- [Directions] Would you please transcribe the data in full and exactly, excluding images?

- [Material provided]

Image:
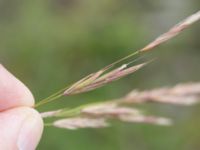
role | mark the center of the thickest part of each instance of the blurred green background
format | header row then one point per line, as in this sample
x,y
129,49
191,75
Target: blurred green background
x,y
51,43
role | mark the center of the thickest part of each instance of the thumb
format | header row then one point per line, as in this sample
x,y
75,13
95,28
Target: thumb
x,y
21,129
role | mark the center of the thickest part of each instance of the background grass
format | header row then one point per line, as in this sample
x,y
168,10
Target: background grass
x,y
51,43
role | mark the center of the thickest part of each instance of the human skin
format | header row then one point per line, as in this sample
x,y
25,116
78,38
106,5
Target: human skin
x,y
21,126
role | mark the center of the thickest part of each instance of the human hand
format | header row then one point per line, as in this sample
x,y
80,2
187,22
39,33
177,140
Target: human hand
x,y
20,125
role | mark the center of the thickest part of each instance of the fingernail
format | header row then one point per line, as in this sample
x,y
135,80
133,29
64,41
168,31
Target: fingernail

- [Result]
Image:
role | mark the center of the thickest part of each instance of the blurred green background
format | header row then one point per line, as in this sample
x,y
129,49
191,75
Target: blurred green background
x,y
51,43
role | mark the center of the thickest part of each instance of the thumb
format | header row then one point per line, as in this sample
x,y
75,13
95,28
Target: thumb
x,y
21,129
role | mark the center of the thickest part of each instance of the background grass
format | header row then one point per line, as in this sample
x,y
168,10
Target: background grass
x,y
51,43
role | mark the center of the thickest part of each instance of the human skin
format | header row then one point per line, as in this sample
x,y
25,116
78,38
106,5
Target: human skin
x,y
21,126
role | mark the center of the thickest part of each instance of the human hand
format | header row then one point per line, as in this sample
x,y
80,2
187,22
39,33
177,140
Target: human hand
x,y
20,125
role | mark the center of the thickest part of each instance of the fingernail
format | header row then one point per line, as in this sample
x,y
135,80
133,29
64,41
168,31
Target: fingernail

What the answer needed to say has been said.